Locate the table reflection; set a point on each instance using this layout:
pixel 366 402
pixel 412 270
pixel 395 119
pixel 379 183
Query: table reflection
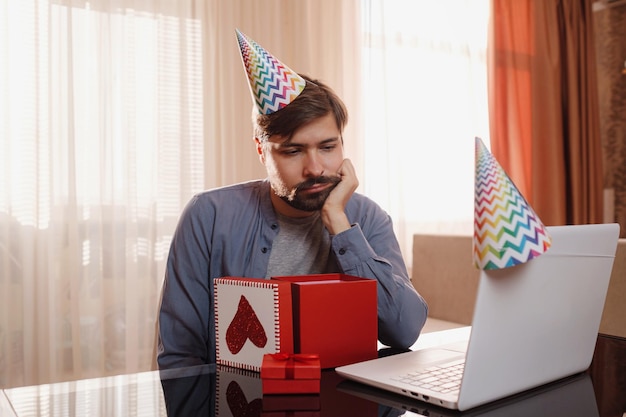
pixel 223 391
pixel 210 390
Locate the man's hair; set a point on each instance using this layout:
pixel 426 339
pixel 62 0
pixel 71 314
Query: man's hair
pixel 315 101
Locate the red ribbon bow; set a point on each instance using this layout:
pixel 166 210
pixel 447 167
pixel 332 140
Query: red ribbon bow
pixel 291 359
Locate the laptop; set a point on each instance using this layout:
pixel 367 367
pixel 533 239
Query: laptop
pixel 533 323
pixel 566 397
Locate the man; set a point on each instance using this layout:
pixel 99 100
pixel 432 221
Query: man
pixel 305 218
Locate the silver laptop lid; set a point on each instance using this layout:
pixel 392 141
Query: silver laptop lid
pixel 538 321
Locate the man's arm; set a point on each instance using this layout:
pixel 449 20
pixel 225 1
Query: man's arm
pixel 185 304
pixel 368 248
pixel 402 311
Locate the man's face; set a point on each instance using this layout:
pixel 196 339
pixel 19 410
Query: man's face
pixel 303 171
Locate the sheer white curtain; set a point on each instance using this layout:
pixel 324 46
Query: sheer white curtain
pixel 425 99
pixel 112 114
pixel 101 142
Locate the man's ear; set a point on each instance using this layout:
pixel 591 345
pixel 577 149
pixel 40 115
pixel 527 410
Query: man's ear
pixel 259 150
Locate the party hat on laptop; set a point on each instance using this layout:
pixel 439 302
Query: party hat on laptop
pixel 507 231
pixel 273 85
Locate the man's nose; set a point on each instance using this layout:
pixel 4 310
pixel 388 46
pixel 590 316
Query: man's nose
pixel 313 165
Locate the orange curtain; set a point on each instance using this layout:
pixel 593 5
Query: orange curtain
============================================================
* GOAL OF THE EXERCISE
Reproduce every one of the items above verbatim, from the first line to the last, and omit the pictures from your reproduction.

* RESPONSE TO THE EXERCISE
Locate the table reflection; set a point on each instance using this layout:
pixel 366 402
pixel 412 270
pixel 395 119
pixel 379 183
Query: table reflection
pixel 223 391
pixel 210 390
Locate the man's hair; set a point on each instance using this layout:
pixel 426 339
pixel 62 0
pixel 71 314
Query: man's hair
pixel 315 101
Locate the red ribbon bow; set a point on each instance using this layout:
pixel 166 210
pixel 447 167
pixel 332 140
Query: red ribbon bow
pixel 291 359
Locate the laptop; set a point on each instance using this layout:
pixel 367 367
pixel 533 239
Query: laptop
pixel 533 323
pixel 566 397
Locate the man; set a point on each instance using this layout:
pixel 99 100
pixel 432 221
Query: man
pixel 305 218
Locate the silver laptop lid; set a point on each instance using this layout:
pixel 392 141
Query: silver laptop lid
pixel 538 321
Locate the man's arm; set a point on each instance using this layout:
pixel 449 20
pixel 225 1
Query: man's arm
pixel 185 304
pixel 368 248
pixel 402 311
Locate the man's face; set a point on each instance using this layout:
pixel 196 339
pixel 19 410
Query: man's face
pixel 303 171
Locate the sheer white curtain; set a point on each instance using this layout:
pixel 324 46
Query: sheer white curtain
pixel 425 99
pixel 112 114
pixel 101 142
Locate the man's ear; set a point on each instance using this layout:
pixel 591 345
pixel 577 149
pixel 40 115
pixel 527 410
Query: man's ear
pixel 259 150
Locate the party hat on laptop; set a point on each instance using this layout:
pixel 439 302
Query: party hat on laptop
pixel 507 231
pixel 273 85
Locate the man's nose; set a point on each instance using this layout:
pixel 4 310
pixel 388 46
pixel 590 316
Query: man's nose
pixel 313 165
Locate the orange curtain; set a point on each instance using this layout:
pixel 593 5
Query: orange curtain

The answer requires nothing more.